D’autres facteurs explicatifs sont directement liés aux personnes et à leur parcours individuel, notamment en ce qui concerne les traumatismes et les vulnérabilités particulières. Une étude récente menée dans le cadre du NCCR–on the move démontre une corrélation entre les expériences post-migratoires (chômage, statut précaire, peur du rapatriement, exclusion sociale, mais aussi insécurité légale, conditions d’hébergement, isolement) et la santé mentale des personnes demandeuses d’asile et réfugiées. Ainsi, bien que la santé psychique liée aux traumatismes vécus avant l’arrivée ait une influence certaine sur le processus d’intégration de ces personnes, les conditions de vie et les contraintes rencontrées en Suisse ont autant, voire davantage d’impact sur leur capacité d’intégration et d’intégrer le marché du travail.

Obstacles levés

Enfin, il convient de noter qu’un certain nombre d’obstacles (administratifs) ont récemment été abandonnés du fait que les autorités ont réalisé combien les entraves au marché du travail étaient préjudiciables pour l’ensemble de la société. La « taxe spéciale » à laquelle étaient soumises les personnes relevant de l’asile en est un exemple notoire : jusqu’à fin 2017, une taxe de 10% était en effet prélevée sur les revenus bruts des personnes en procédure d’asile et des permis F salarié·es pendant 10 ans et jusqu’à concurrence de 15’000 francs. En raison des obstacles à l’embauche qu’elle représentait, cette disposition a été supprimée à partir du 1er janvier 2018. 

Le genre

Permis F : l’exclusion au féminin

Une étude du SFM relève que ce sont majoritairement des femmes (ainsi que des familles, des personnes âgées et des enfants) qui composent la catégorie des admissions provisoires de longue durée. Pour atteindre une plus grande stabilité, la plupart d’entre elles aspirent à l’obtention d’un permis de séjour (permis B). Or, l’obtention de ce permis est soumise au critère de l’intégration ; et qui dit intégration dit d’abord indépendance financière et ensuite acquisition de la langue et insertion sociale en Suisse. Ce sont donc ces personnes qui ont le moins de probabilités d’avoir les ressources économiques adéquates pour améliorer leur situation et par conséquent changer de statut. L’ODAE romand illustre parfaitement cette problématique dans le cadre du cas « Houria ».
-=-=-
* _Tâche courte A_
Répondez aux questions suivantes d'après l'extrait du texte.
(i) Dans quel cadre l'étude récente sur les expériences post-migratoires a-t-elle été menée ?
(ii) Quel pourcentage des revenus bruts la « taxe spéciale » prélevait-elle ?
(iii) Selon l'étude du SFM, qui compose majoritairement la catégorie des admissions provisoires de longue durée ?
-=-=-
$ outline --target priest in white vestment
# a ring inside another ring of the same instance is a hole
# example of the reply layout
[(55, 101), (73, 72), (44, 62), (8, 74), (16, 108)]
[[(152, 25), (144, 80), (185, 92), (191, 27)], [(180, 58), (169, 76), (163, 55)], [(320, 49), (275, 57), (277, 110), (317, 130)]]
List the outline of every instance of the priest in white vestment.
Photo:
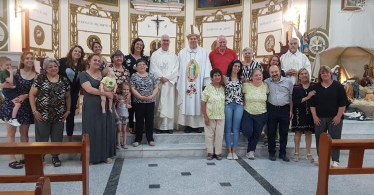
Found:
[(178, 57), (169, 50), (170, 38), (161, 36), (161, 48), (152, 53), (150, 73), (159, 83), (155, 105), (154, 126), (156, 133), (173, 133), (174, 129), (176, 83), (178, 78)]
[(282, 69), (294, 85), (297, 81), (297, 73), (300, 68), (305, 68), (309, 72), (309, 76), (312, 75), (311, 65), (308, 57), (299, 51), (299, 41), (297, 38), (292, 38), (290, 40), (288, 47), (288, 51), (280, 57)]
[(180, 51), (179, 74), (177, 90), (178, 123), (186, 127), (185, 132), (201, 133), (204, 126), (200, 104), (202, 88), (210, 83), (212, 70), (209, 53), (197, 45), (200, 32), (191, 25), (186, 34), (188, 46)]

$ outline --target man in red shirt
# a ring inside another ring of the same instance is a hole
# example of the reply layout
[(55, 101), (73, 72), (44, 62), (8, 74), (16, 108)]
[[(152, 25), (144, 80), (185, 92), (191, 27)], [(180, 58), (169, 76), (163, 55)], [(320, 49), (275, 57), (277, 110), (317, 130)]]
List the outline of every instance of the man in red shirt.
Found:
[(230, 63), (232, 60), (238, 59), (236, 52), (232, 49), (228, 48), (226, 46), (227, 44), (227, 39), (225, 36), (218, 36), (217, 37), (217, 48), (211, 51), (209, 54), (209, 59), (210, 60), (212, 68), (221, 70), (223, 75), (226, 75), (227, 67)]

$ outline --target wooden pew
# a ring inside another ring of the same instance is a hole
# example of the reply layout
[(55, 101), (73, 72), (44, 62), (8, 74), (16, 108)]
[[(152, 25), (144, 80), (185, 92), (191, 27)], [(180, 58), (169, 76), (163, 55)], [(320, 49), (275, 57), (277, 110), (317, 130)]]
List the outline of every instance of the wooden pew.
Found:
[[(373, 174), (374, 167), (363, 167), (365, 150), (374, 149), (374, 140), (332, 140), (323, 133), (320, 137), (318, 195), (328, 195), (329, 176), (333, 175)], [(348, 167), (330, 168), (332, 150), (349, 150)]]
[(0, 195), (51, 195), (51, 183), (46, 177), (41, 177), (36, 182), (35, 191), (0, 192)]
[[(47, 154), (81, 154), (82, 173), (44, 174), (42, 157)], [(51, 182), (82, 181), (83, 194), (89, 194), (90, 139), (87, 134), (83, 135), (82, 142), (0, 143), (0, 155), (9, 154), (24, 155), (25, 174), (0, 175), (0, 183), (34, 183), (45, 176)]]

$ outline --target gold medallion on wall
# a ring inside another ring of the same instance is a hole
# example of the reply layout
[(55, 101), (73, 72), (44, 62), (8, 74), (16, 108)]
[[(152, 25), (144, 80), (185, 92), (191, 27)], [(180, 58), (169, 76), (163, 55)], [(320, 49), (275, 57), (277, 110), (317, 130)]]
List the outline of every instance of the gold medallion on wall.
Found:
[(8, 42), (8, 29), (2, 22), (0, 21), (0, 48), (4, 47)]
[(98, 36), (94, 34), (88, 36), (88, 37), (87, 37), (86, 42), (87, 43), (87, 47), (90, 48), (92, 48), (92, 43), (94, 43), (95, 42), (98, 42), (100, 43), (100, 44), (101, 44), (101, 40), (100, 40), (100, 38), (99, 38)]
[(210, 49), (211, 49), (211, 50), (213, 51), (213, 50), (215, 49), (216, 48), (217, 48), (217, 40), (213, 41), (213, 42), (211, 43)]
[(41, 45), (44, 42), (45, 34), (43, 28), (39, 25), (37, 25), (34, 28), (34, 40), (38, 45)]
[(275, 38), (272, 34), (268, 35), (266, 38), (265, 38), (265, 42), (264, 43), (265, 50), (268, 52), (271, 52), (273, 51), (273, 49), (274, 49), (274, 47), (275, 46)]

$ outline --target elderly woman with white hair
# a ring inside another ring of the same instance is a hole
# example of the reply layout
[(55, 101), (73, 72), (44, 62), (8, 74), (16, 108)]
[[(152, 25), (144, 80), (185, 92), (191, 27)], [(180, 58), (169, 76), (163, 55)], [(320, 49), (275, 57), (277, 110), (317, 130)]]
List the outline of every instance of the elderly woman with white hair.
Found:
[(263, 69), (258, 62), (253, 59), (253, 49), (251, 48), (245, 47), (243, 49), (243, 57), (244, 60), (242, 62), (243, 72), (241, 75), (243, 81), (248, 82), (251, 79), (252, 71), (256, 68), (263, 71)]
[[(70, 113), (71, 98), (68, 80), (58, 74), (59, 65), (55, 58), (44, 59), (46, 73), (38, 76), (28, 94), (36, 142), (48, 142), (50, 136), (51, 142), (62, 142), (64, 121)], [(52, 157), (53, 166), (60, 166), (58, 155)]]

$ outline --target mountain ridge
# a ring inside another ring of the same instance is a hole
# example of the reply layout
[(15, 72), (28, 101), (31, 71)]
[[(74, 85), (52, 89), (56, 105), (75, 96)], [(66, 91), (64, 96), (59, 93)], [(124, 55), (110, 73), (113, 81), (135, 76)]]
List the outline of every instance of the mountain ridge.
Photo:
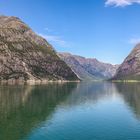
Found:
[(115, 75), (119, 65), (103, 63), (96, 58), (85, 58), (67, 52), (59, 52), (60, 58), (65, 61), (82, 80), (107, 80)]
[(0, 80), (79, 80), (54, 48), (14, 16), (0, 16)]

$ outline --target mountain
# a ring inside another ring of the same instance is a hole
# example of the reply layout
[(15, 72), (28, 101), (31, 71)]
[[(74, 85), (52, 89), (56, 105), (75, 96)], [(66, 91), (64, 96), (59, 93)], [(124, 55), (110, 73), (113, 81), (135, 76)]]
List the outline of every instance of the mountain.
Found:
[(140, 80), (140, 44), (126, 57), (113, 80)]
[(59, 53), (82, 80), (106, 80), (113, 77), (119, 65), (102, 63), (97, 59), (84, 58), (70, 53)]
[(17, 17), (0, 16), (0, 80), (78, 80), (53, 47)]

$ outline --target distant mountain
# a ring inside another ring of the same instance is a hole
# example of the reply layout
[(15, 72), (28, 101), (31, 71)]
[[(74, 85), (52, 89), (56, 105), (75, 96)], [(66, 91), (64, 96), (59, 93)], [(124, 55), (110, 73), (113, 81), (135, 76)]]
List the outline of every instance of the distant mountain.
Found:
[(140, 80), (140, 44), (136, 45), (118, 68), (114, 80)]
[(103, 63), (97, 59), (84, 58), (70, 53), (59, 53), (64, 60), (82, 80), (106, 80), (113, 77), (119, 65)]
[(0, 16), (0, 80), (77, 80), (53, 47), (17, 17)]

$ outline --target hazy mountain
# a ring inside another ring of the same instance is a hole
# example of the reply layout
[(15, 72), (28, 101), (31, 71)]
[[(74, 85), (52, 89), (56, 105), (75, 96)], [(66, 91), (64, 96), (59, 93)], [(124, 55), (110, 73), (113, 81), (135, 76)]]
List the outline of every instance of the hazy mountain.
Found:
[(120, 65), (113, 79), (140, 80), (140, 44), (135, 46)]
[(119, 66), (103, 63), (94, 58), (91, 59), (72, 55), (70, 53), (59, 53), (58, 55), (82, 80), (110, 79), (115, 75)]
[(0, 16), (0, 80), (77, 80), (52, 46), (19, 18)]

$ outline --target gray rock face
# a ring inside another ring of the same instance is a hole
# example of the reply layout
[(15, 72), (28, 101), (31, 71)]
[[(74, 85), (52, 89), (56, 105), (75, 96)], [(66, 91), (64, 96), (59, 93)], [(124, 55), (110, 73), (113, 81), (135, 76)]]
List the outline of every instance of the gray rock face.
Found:
[(0, 80), (77, 80), (53, 47), (19, 18), (0, 16)]
[(106, 80), (113, 77), (119, 65), (102, 63), (97, 59), (89, 59), (69, 53), (59, 53), (82, 80)]
[(113, 79), (140, 80), (140, 44), (136, 45), (120, 65)]

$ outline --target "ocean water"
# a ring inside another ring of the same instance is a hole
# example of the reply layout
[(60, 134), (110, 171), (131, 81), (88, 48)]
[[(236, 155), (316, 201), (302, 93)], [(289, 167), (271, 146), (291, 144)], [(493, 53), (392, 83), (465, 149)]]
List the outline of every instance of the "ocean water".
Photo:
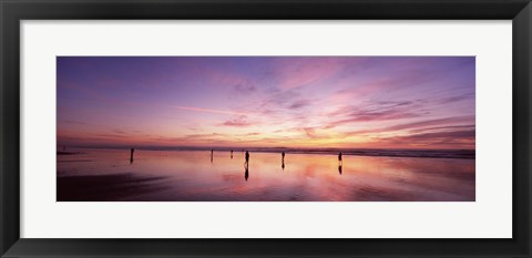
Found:
[[(79, 148), (58, 202), (474, 202), (474, 158)], [(421, 155), (422, 156), (422, 155)], [(429, 155), (430, 156), (430, 155)], [(447, 157), (449, 156), (449, 157)]]

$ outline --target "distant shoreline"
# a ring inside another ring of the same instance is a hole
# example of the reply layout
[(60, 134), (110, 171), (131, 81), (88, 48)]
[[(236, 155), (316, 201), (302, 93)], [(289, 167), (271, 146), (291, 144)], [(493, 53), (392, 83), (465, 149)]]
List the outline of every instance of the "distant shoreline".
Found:
[[(125, 147), (74, 147), (74, 148), (93, 148), (93, 149), (129, 149)], [(135, 147), (139, 151), (158, 151), (158, 152), (245, 152), (250, 153), (282, 153), (286, 154), (320, 154), (320, 155), (341, 155), (349, 156), (375, 156), (375, 157), (421, 157), (421, 158), (462, 158), (474, 159), (474, 149), (298, 149), (298, 148), (205, 148), (205, 147)], [(58, 155), (71, 155), (79, 153), (63, 153), (58, 152)]]

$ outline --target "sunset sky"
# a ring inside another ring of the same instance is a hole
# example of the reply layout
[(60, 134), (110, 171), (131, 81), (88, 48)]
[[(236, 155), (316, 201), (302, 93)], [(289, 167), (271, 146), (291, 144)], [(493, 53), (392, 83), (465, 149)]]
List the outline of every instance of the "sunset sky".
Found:
[(474, 148), (474, 56), (59, 56), (58, 145)]

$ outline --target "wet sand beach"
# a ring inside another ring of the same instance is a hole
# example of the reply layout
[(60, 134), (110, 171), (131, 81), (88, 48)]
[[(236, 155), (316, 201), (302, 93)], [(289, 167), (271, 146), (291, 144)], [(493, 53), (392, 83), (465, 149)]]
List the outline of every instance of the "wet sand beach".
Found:
[[(474, 158), (83, 148), (58, 202), (474, 202)], [(452, 156), (452, 155), (451, 155)], [(246, 169), (247, 168), (247, 169)]]

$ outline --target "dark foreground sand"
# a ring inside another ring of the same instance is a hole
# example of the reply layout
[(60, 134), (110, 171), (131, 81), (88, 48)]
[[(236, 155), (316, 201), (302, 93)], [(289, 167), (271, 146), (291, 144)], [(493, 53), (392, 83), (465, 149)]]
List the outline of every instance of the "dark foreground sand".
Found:
[(58, 177), (58, 202), (109, 202), (161, 190), (153, 184), (164, 177), (132, 174)]

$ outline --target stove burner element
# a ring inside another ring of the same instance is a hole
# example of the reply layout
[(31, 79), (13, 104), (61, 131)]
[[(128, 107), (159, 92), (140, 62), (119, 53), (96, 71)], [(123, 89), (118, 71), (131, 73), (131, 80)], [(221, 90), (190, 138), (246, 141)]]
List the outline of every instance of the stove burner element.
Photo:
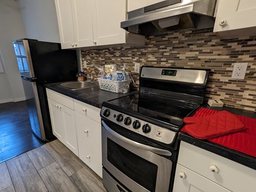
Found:
[(148, 108), (148, 112), (155, 116), (170, 119), (170, 116), (179, 116), (180, 112), (175, 108), (165, 106), (153, 106)]

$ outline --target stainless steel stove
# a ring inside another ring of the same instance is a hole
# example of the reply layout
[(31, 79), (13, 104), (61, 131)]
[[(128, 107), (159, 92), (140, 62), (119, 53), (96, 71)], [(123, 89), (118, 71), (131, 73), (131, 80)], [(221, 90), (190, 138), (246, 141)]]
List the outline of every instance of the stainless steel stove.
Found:
[(137, 94), (104, 102), (103, 183), (115, 191), (171, 191), (183, 119), (203, 104), (210, 70), (144, 66)]

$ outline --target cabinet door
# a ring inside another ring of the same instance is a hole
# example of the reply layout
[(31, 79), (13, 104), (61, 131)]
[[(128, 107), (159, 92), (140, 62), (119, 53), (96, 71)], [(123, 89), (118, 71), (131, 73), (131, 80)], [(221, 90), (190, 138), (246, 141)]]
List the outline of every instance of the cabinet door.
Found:
[(77, 138), (79, 158), (89, 168), (102, 178), (102, 162), (100, 152), (87, 145), (81, 138)]
[(77, 137), (101, 153), (101, 125), (81, 114), (75, 112)]
[(75, 112), (63, 105), (60, 105), (62, 128), (65, 132), (63, 144), (76, 155), (78, 155), (77, 138), (76, 137)]
[(53, 133), (60, 141), (64, 143), (66, 136), (65, 131), (62, 126), (60, 104), (49, 98), (48, 98), (48, 104)]
[[(71, 0), (76, 47), (93, 45), (92, 0)], [(106, 4), (106, 2), (105, 2)]]
[[(180, 173), (183, 173), (182, 178)], [(177, 164), (173, 192), (230, 192), (201, 175)]]
[(120, 27), (126, 15), (125, 0), (94, 0), (93, 12), (94, 45), (125, 43), (126, 31)]
[[(55, 0), (60, 42), (62, 49), (73, 48), (75, 43), (70, 0)], [(47, 14), (46, 13), (45, 14)]]
[[(214, 24), (214, 32), (256, 26), (255, 0), (220, 0)], [(227, 22), (225, 23), (224, 21)], [(223, 23), (221, 23), (223, 21)], [(250, 29), (249, 29), (250, 30)], [(255, 29), (254, 29), (255, 34)], [(247, 32), (245, 30), (245, 32)]]

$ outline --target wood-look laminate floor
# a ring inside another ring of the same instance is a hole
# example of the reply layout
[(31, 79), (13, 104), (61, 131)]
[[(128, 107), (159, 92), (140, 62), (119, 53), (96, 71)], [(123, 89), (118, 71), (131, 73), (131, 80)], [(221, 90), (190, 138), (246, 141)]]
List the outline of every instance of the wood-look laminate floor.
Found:
[(58, 140), (0, 163), (0, 192), (106, 192), (101, 179)]
[(26, 101), (0, 104), (0, 163), (43, 144), (33, 134)]

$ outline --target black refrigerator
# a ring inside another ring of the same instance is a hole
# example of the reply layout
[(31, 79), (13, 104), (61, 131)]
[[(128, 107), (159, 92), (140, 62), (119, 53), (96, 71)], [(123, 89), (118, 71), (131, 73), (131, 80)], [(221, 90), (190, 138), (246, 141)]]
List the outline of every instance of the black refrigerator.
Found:
[(52, 133), (44, 84), (76, 79), (75, 50), (61, 49), (59, 43), (22, 39), (13, 47), (22, 79), (31, 127), (42, 140), (55, 138)]

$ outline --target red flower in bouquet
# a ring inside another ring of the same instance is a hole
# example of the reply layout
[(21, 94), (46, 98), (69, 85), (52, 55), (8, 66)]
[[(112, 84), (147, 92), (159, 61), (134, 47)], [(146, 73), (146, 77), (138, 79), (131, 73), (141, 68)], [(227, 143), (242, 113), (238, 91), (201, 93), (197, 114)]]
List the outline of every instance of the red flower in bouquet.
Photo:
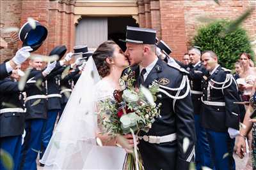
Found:
[(123, 94), (123, 91), (115, 90), (113, 92), (114, 98), (117, 101), (117, 103), (120, 103), (123, 101), (123, 97), (122, 95)]
[(117, 116), (118, 117), (118, 118), (121, 118), (122, 116), (125, 113), (124, 113), (124, 111), (125, 111), (125, 114), (132, 112), (131, 110), (128, 109), (126, 106), (125, 106), (124, 108), (122, 108), (119, 109), (118, 112), (117, 112)]

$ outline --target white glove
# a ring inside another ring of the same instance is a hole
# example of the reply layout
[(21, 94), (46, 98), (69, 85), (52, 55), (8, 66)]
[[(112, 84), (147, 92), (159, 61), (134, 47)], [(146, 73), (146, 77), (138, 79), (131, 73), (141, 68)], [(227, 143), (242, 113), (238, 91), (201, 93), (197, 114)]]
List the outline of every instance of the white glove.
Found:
-=-=-
* _Tâche courte B_
Présentez sous forme de liste JSON de chaînes, une chaîne par ligne et sans les lignes vides, les lignes des enregistrements allant de la ligne qui contient « --target wooden pew » jusqu'à la ligne qui contient « 191), (0, 192)] », celle-ci comprise.

* _Réponse finale A_
(i) Dans le cadre du NCCR–on the move.
(ii) 10 %.
(iii) Majoritairement des femmes (ainsi que des familles, des personnes âgées et des enfants).

* _Réponse finale B_
[
  "$ outline --target wooden pew",
  "# a ring inside another ring of the same instance is a hole",
  "# example of the reply layout",
  "[(55, 101), (73, 72), (44, 62), (8, 74), (16, 108)]",
  "[[(152, 25), (144, 80), (185, 92), (191, 27)], [(180, 58), (169, 76), (163, 55)], [(320, 49), (275, 57), (277, 110), (317, 130)]]",
  "List the outline of every instance of the wooden pew.",
  "Found:",
  "[[(373, 174), (374, 167), (363, 167), (365, 150), (374, 149), (374, 140), (332, 140), (323, 133), (320, 137), (318, 195), (328, 195), (329, 176), (333, 175)], [(348, 167), (330, 168), (332, 150), (349, 150)]]",
  "[(0, 195), (51, 195), (51, 183), (46, 177), (41, 177), (36, 182), (35, 191), (0, 192)]"
]